WORK ORDER: Could you retype all of the records exactly, leaving out every picture?

[Stored data entries]
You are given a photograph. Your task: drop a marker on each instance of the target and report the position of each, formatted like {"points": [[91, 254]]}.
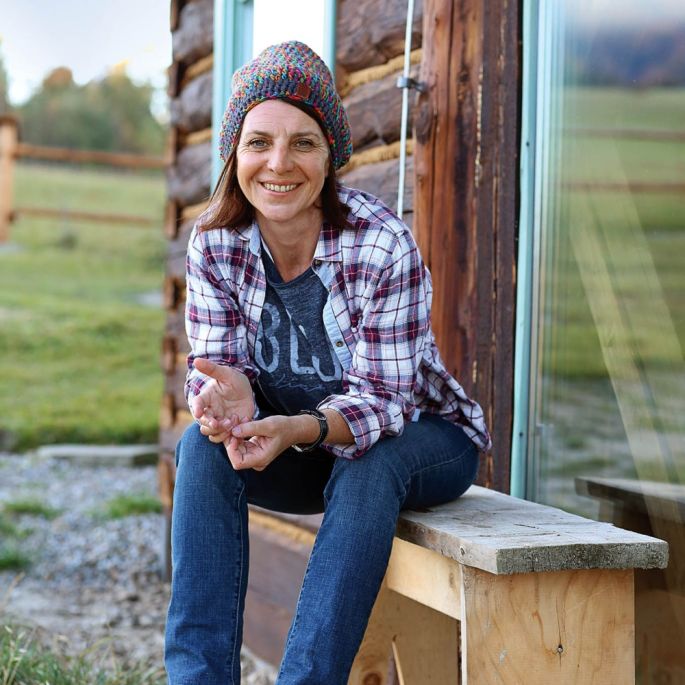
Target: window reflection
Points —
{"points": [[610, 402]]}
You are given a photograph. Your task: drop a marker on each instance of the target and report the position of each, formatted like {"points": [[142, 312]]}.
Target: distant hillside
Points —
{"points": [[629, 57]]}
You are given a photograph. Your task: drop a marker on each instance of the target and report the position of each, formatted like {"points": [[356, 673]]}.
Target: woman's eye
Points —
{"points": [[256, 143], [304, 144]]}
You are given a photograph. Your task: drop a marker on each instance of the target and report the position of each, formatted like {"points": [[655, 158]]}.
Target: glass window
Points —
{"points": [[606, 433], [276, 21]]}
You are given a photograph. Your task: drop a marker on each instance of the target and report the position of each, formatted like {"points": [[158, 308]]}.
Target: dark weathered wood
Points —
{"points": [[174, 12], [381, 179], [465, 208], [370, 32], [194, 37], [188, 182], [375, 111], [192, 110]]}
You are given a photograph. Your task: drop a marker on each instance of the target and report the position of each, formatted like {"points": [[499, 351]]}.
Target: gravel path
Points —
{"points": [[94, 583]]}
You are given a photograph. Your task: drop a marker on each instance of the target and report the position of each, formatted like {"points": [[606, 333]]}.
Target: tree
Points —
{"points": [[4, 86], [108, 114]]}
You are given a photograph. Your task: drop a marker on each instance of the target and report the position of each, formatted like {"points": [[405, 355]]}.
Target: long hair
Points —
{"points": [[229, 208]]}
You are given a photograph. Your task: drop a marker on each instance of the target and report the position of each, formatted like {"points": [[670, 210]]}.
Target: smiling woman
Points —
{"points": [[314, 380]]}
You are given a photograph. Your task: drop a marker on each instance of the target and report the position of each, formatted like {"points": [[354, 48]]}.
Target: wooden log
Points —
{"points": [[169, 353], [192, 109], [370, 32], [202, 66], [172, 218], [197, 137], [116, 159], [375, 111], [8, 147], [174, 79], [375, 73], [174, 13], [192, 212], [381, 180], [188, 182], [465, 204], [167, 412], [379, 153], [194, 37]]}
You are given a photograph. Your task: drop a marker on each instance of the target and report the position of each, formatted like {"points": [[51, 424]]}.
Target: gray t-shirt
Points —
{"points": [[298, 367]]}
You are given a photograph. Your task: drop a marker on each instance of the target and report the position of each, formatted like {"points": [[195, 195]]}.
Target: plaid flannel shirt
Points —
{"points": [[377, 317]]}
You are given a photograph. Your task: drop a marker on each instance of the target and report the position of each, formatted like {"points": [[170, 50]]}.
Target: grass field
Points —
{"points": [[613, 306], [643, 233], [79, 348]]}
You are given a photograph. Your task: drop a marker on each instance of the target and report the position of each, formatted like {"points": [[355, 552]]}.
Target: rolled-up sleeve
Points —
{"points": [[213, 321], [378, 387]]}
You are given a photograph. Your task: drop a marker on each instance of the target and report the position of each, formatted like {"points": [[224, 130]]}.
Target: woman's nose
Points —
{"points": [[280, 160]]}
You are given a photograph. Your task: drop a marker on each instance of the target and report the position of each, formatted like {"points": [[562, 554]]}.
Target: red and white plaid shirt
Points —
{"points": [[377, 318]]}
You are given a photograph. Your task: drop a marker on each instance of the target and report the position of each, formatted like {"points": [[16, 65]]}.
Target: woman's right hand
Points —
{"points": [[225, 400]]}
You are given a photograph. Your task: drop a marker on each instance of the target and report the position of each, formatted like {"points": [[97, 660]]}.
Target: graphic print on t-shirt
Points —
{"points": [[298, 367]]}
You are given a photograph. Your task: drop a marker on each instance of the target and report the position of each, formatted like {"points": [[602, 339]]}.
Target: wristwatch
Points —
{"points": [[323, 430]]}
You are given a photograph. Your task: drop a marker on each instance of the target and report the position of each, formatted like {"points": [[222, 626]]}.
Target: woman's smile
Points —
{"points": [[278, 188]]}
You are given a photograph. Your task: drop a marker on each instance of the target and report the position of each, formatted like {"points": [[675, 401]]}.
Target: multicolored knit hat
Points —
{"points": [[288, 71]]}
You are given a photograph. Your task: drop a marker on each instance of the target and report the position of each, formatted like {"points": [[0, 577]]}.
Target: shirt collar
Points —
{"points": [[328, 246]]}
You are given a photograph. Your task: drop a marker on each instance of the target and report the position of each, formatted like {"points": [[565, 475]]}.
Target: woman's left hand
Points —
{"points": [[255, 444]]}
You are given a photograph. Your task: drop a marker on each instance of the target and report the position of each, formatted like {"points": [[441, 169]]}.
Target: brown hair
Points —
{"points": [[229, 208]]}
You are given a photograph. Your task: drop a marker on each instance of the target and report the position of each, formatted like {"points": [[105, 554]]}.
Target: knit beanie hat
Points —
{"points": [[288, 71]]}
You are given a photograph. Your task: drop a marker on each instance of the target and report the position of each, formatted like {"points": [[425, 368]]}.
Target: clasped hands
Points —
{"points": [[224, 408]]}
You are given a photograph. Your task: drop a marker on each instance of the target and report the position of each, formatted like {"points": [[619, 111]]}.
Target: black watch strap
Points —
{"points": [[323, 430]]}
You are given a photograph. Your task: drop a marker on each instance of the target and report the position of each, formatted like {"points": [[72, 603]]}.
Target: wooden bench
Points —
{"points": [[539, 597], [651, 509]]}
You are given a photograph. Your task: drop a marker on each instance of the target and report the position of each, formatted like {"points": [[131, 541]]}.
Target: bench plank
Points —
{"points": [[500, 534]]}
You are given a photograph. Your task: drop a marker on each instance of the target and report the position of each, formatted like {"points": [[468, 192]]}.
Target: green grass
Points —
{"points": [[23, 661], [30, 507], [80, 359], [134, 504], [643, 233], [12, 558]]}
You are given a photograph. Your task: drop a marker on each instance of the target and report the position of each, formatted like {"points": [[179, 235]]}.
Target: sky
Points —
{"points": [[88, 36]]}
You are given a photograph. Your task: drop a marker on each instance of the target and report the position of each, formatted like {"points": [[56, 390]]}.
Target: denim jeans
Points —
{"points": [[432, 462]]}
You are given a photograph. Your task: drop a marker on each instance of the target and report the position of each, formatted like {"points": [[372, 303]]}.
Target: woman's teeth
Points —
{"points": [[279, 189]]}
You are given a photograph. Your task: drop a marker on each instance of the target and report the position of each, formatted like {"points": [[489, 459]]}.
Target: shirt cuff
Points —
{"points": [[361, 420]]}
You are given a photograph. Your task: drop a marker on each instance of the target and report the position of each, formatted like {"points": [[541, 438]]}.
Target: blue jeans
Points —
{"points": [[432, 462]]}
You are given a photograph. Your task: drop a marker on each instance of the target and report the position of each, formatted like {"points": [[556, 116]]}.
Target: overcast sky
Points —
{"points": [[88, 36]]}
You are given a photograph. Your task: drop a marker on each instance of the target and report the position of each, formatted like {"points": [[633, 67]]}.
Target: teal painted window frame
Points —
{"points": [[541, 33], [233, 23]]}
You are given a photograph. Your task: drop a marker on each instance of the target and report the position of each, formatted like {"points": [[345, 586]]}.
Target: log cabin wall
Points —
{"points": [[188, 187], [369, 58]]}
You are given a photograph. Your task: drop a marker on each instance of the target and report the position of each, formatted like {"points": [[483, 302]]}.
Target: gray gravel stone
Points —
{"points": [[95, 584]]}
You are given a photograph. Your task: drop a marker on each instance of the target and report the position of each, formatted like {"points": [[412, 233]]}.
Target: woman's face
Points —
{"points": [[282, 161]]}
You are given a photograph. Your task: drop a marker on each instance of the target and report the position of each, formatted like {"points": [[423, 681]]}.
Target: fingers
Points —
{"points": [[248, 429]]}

ANSWER SECTION:
You are given a photograph. Your task: drop a marker on each instance of the target and report the position of each, formatted like {"points": [[91, 254]]}.
Target: window reflection
Points —
{"points": [[610, 402]]}
You are given a photograph. Your task: drop a marker on each instance of the target and report the position of each, formatted like {"points": [[142, 312]]}.
Target: distant hillside
Points —
{"points": [[629, 57]]}
You are given a photograph. Your task: drop a marker on each instance of the target and report the position of each, formatted like {"points": [[356, 673]]}.
Target: woman's eye
Points —
{"points": [[256, 143], [304, 144]]}
You are given a photograph. Your task: drop a marker on each instance of the target and report the position of each, formatted like {"points": [[655, 158]]}.
Target: glass window
Points —
{"points": [[606, 433], [276, 21]]}
You are given a photograph. Your task: drop a marker on each instance of the target and report the position of each, formatted like {"points": [[158, 308]]}.
Target: dark weathered wood
Points —
{"points": [[174, 12], [381, 179], [465, 208], [370, 32], [194, 37], [188, 182], [375, 111], [192, 110]]}
You are given a photograph. Your task: drop a marker on each instance of the target and report the position of each, formatted like {"points": [[499, 351]]}.
Target: gravel path
Points —
{"points": [[94, 583]]}
You are given a photograph. Your task: drop a marker on each instance of the target and report the position of each, formatted like {"points": [[606, 333]]}.
Target: tree
Points —
{"points": [[4, 86], [108, 114]]}
You are given a photograph. Your task: drop a marker on each instance of the target and report the position of each, formatted like {"points": [[405, 355]]}.
Target: long hair
Points —
{"points": [[229, 208]]}
You are given a photograph. Your task: drop a marker on each instance of the target and report the position of each, formatted like {"points": [[670, 210]]}.
Target: smiling woman
Points —
{"points": [[314, 380]]}
You are given a photograph. Your task: drop a marker on each instance of the target and report the position of each, formatted like {"points": [[354, 48]]}.
Target: wooden log
Points —
{"points": [[169, 353], [192, 109], [370, 32], [202, 66], [172, 218], [197, 137], [116, 159], [375, 111], [8, 147], [174, 79], [375, 73], [174, 13], [192, 212], [381, 180], [188, 182], [465, 204], [167, 412], [379, 153], [194, 37]]}
You are given a photograph. Your task: drop a marker on each instance of the target and report the position of each, formatted like {"points": [[51, 424]]}.
Target: gray t-shirt
Points —
{"points": [[298, 367]]}
You are given a photograph. Your task: drop a marker on each instance of the target and report the position of each, formatted like {"points": [[195, 195]]}.
Target: plaid flannel shirt
Points —
{"points": [[377, 317]]}
You are given a photograph. Your task: drop a marker on each instance of the target and report the position of each, formatted like {"points": [[170, 50]]}.
Target: grass field
Points —
{"points": [[613, 306], [643, 233], [79, 348]]}
You are given a photograph. Your task: drop a marker on each instance of the target and report the position of each, formatted like {"points": [[355, 552]]}.
Target: rolled-up sleeve
Points —
{"points": [[213, 321], [378, 387]]}
You are given a photograph. Your task: drop a marker on each instance of the target and report the position of each, formatted like {"points": [[224, 130]]}.
Target: woman's nose
Points —
{"points": [[280, 160]]}
You are given a photograph. Your task: drop a marker on each instance of the target and report the position of each, formatted like {"points": [[562, 554]]}.
Target: red and white plaid shirt
Points —
{"points": [[377, 318]]}
You are given a photograph. Your task: drop a marker on each instance of the target and report the position of each, formatted like {"points": [[16, 65]]}.
Target: woman's right hand
Points —
{"points": [[225, 400]]}
You are given a photograph. Your task: drop a marker on each instance of the target and report the position of each, formatted like {"points": [[97, 660]]}.
Target: graphic print on t-shirt
Points —
{"points": [[298, 367]]}
You are given a photograph. Your task: drop a marker on each instance of the target and report the position of each, formatted like {"points": [[602, 339]]}.
Target: wristwatch
Points —
{"points": [[323, 430]]}
You are given a photograph. Your task: drop a marker on each instance of the target and report the position of each, formatted like {"points": [[222, 626]]}.
Target: woman's smile
Points —
{"points": [[278, 188]]}
You are given a photograph. Your task: drop a marker on each instance of the target and report the position of each, formatted like {"points": [[675, 401]]}.
Target: multicolored knit hat
Points —
{"points": [[288, 71]]}
You are given a photograph. Your task: drop a marker on each instance of the target and report the position of each, formatted like {"points": [[0, 577]]}.
Target: shirt collar
Points —
{"points": [[328, 246]]}
You are given a photograph. Your task: drop a marker on each instance of the target and report the position of each, formatted like {"points": [[565, 475]]}.
Target: woman's left hand
Points —
{"points": [[255, 444]]}
You are given a photograph. Your task: drop a marker on each instance of the target and report the position of each, formatted like {"points": [[441, 169]]}.
Target: brown hair
Points —
{"points": [[229, 208]]}
You are given a photograph. Your task: drop a marker on each instance of the target and report the position of each, formatted like {"points": [[105, 554]]}.
Target: knit beanie hat
Points —
{"points": [[288, 71]]}
You are given a photograph. Your task: drop a marker on each instance of the target and report the position of each, formatted like {"points": [[425, 368]]}.
Target: clasped hands
Points —
{"points": [[224, 408]]}
You are given a photograph. Your task: drop a marker on each instance of the target and report the position of each, formatted like {"points": [[619, 111]]}.
Target: black watch strap
Points —
{"points": [[323, 430]]}
You are given a photograph. Your task: drop a marker on each instance of the target and report the position of each, formatted like {"points": [[72, 603]]}.
Target: wooden bench
Points —
{"points": [[539, 597], [651, 509]]}
You are given a photograph. Your task: drop a marker on each instance of the target and report the position of each, formatted like {"points": [[131, 541]]}.
Target: bench plank
Points —
{"points": [[500, 534]]}
You are given a photograph. Your task: drop a marker on each instance of the target and report the position of each, formatted like {"points": [[468, 192]]}.
Target: green grass
Points —
{"points": [[23, 661], [30, 507], [80, 359], [134, 504], [643, 233], [12, 558]]}
You are given a photograph. Your task: drop a marker on each instance of the target and report the position of each, formatted like {"points": [[179, 235]]}.
Target: sky
Points —
{"points": [[88, 36]]}
You are given a photograph. Your task: drop a marker on each instance of the target and report the position of each, formatted like {"points": [[56, 390]]}.
Target: denim jeans
Points —
{"points": [[432, 462]]}
You are given a photograph. Your task: drop a marker on each instance of the target and report the position of each, formatted like {"points": [[372, 303]]}.
Target: woman's teeth
Points —
{"points": [[279, 189]]}
You are given a photograph. Your task: drop a marker on each instance of the target and report the position of each, formatted like {"points": [[489, 459]]}.
Target: shirt cuff
Points —
{"points": [[361, 420]]}
You are given a photograph. Your task: drop a marker on each instance of the target and report the position of each, formatted like {"points": [[541, 438]]}.
Target: blue jeans
Points —
{"points": [[432, 462]]}
You are given a photograph. Your task: drop a marker on each instance of the target and report the position of each, formatted like {"points": [[556, 116]]}.
Target: overcast sky
Points —
{"points": [[88, 36]]}
You are given a photograph. Your task: drop a marker on each instance of the target and report the position of each, formatted like {"points": [[633, 67]]}.
Target: teal painted window frame
Points —
{"points": [[541, 33], [233, 23]]}
You are given a photograph. Your task: drop a marker on each instance of the target and report the position of each, formatted like {"points": [[345, 586]]}.
Target: log cabin wall
Points —
{"points": [[188, 187], [369, 58]]}
You are given a photograph. Your task: drop a marker on each instance of the target and report the position of each, formatted like {"points": [[483, 302]]}.
Target: gray gravel stone
Points —
{"points": [[95, 584]]}
You are given a photograph. Your task: drop a marker on each instance of the target and report the position of each, formatted like {"points": [[412, 233]]}.
Target: woman's face
Points —
{"points": [[282, 161]]}
You are given a photograph. Your task: drop a marker on each instance of the target and report the position of each, formatted like {"points": [[423, 681]]}.
Target: fingers
Points —
{"points": [[248, 429]]}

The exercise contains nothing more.